# Document passage
* start *

Dataface Tasks

Build bounded non-one-shot text-to-SQL stack for local evals

IDMCP_ANALYST_AGENT-BUILD_BOUNDED_NON_ONE_SHOT_TEXT_TO_SQL_STACK_FOR_LOCAL_EVALS
Statusnot_started
Priorityp1
Milestonem2-internal-adoption-design-partners
Ownerdata-ai-engineer-architect
Initiativebenchmark-driven-text-to-sql-and-discovery-evals

Problem

Build a new experimental text-to-SQL stack for local evals that is better than the current one-shot baseline, but still cheap enough to build with the pieces we already have. The goal is not a full agentic system yet. The goal is a bounded non-one-shot backend that can be run inside apps/evals sql and compared honestly against the existing dataface backend on the local benchmark.

The stack should target the low-hanging fruit from the SOTA gap analysis:

  1. explicit planning before final SQL
  2. multiple SQL candidates instead of one
  3. local validation and bounded repair before returning the final answer
  4. simple evidence-based candidate selection

It should not require new retrieval infrastructure, a new semantic layer, or an open-ended warehouse exploration agent.

Context

What we already have

The repo already contains most of the primitives needed for a first non-one-shot stack:

  • dataface/ai/generate_sql.py - shared one-shot SQL generation used by product paths and evals
  • apps/evals/sql/backends.py - pluggable backend factory layer for benchmark runs
  • apps/evals/sql/context.py - existing context providers (dbt_package, inspect_cache)
  • apps/evals/sql/grounding.py and apps/evals/sql/scorer.py - local parse and grounding analysis
  • apps/evals/sql/runner.py - async benchmark runner with JSONL + summary output
  • dataface/ai/mcp/tools.py:execute_query - existing read-only execution primitive if we want optional local execution smoke checks

That means we do not need to invent a new eval framework to try a better stack. We already have the seam where a new backend can plug in.

Why this should be bounded and eval-first

The SOTA notes correctly point toward retrieval, exploration, repair, and selection, but most of that is still expensive or underspecified for us right now. We do not yet have:

  • a true search_context runtime
  • governed business-definition retrieval
  • a robust exploration-query policy
  • production-safe multi-step orchestration around warehouse execution

So the first version should stay intentionally smaller:

  • local eval backend first
  • bounded number of candidates
  • bounded number of repair attempts
  • validation driven by parse and grounding signals we already compute
  • optional execution only as a local developer mode, not as the required benchmark path

Proposed first stack

The first useful stack is:

  1. plan - ask the model for a compact structured query plan or schema-link hypothesis
  2. generate - generate 3-5 SQL candidates from that plan
  3. validate - run local parse and grounding checks on each candidate
  4. repair - give failing candidates one repair round using the concrete validation errors
  5. select - choose the best surviving candidate with deterministic heuristics first

This gets us out of pure one-shot generation without forcing a full agent rewrite.

Explicit non-goals

Do not turn this task into:

  • a full Cloud/chat integration task
  • a live retrieval/indexing project
  • a value-exploration or distinct-values tool buildout
  • a broad benchmark-gating system
  • an attempt to solve semantic/business grounding in one pass

If the bounded backend works, richer retrieval and exploration can be follow-up tasks.

* end *

# Challenges
A. In the text-to-SQL task page, rewrite the paragraph beginning "Build a new experimental text-to-SQL stack" as a short bulleted list that keeps its main facts.
B. Pick up the text-to-SQL task description after its final sentence and write what comes next.

# Data section

* start *

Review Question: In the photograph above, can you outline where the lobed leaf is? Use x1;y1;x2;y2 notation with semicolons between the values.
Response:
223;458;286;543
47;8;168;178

* end *

# Results by task
A.
- Build a new experimental text-to-SQL stack for local evals that improves on the current one-shot baseline.
- Keep it cheap to build with pieces that already exist.
- Aim for a bounded non-one-shot backend, not yet a full agentic system.
- Run it inside apps/evals sql and compare it honestly against the existing dataface backend on the local benchmark.

B.
Possible Solutions

  1. Recommended: build a bounded eval-only stack around the existing generator. Add a small staged pipeline that produces a structured plan, generates multiple SQL candidates, validates them locally with existing parse/grounding logic, repairs obviously fixable failures once, and selects the best candidate. Wire it in as a new apps/evals sql backend so it can be compared directly against the current dataface backend.

Why this is the right first step:

  • It directly addresses the biggest cheap gap: we currently generate one answer and stop.
  • It reuses code we already have instead of demanding new infrastructure.
  • It produces benchmark evidence quickly.
  • It keeps production risk low because the first integration point is eval-only.

Trade-off: it will still be weaker than true retrieval-plus-exploration systems because it does not inspect live values or search a richer business context domain.

  1. Improve the existing one-shot prompt and stop there.

Trade-off: easiest to ship, but it does not test the structural change the gap analysis says we need. Better prompting alone is unlikely to produce a meaningful step change.

  1. Jump straight to a full retrieval-plus-exploration agent.

Trade-off: directionally correct, but too much new surface area for a first iteration. It would mix retrieval design, tool design, execution safety, and candidate selection into one large task and make it hard to tell which part helped.

  1. Build the new stack directly into Cloud/product flows before running it in evals.

Trade-off: higher operational risk and worse measurement discipline. We should prove it on the benchmark first, then decide whether it deserves product integration.

Plan

Build a new local-eval backend, likely something like dataface_bounded or dataface_non_one_shot, using a small shared module under dataface/ai/ for the staged flow and a thin factory hook in apps/evals/sql/backends.py.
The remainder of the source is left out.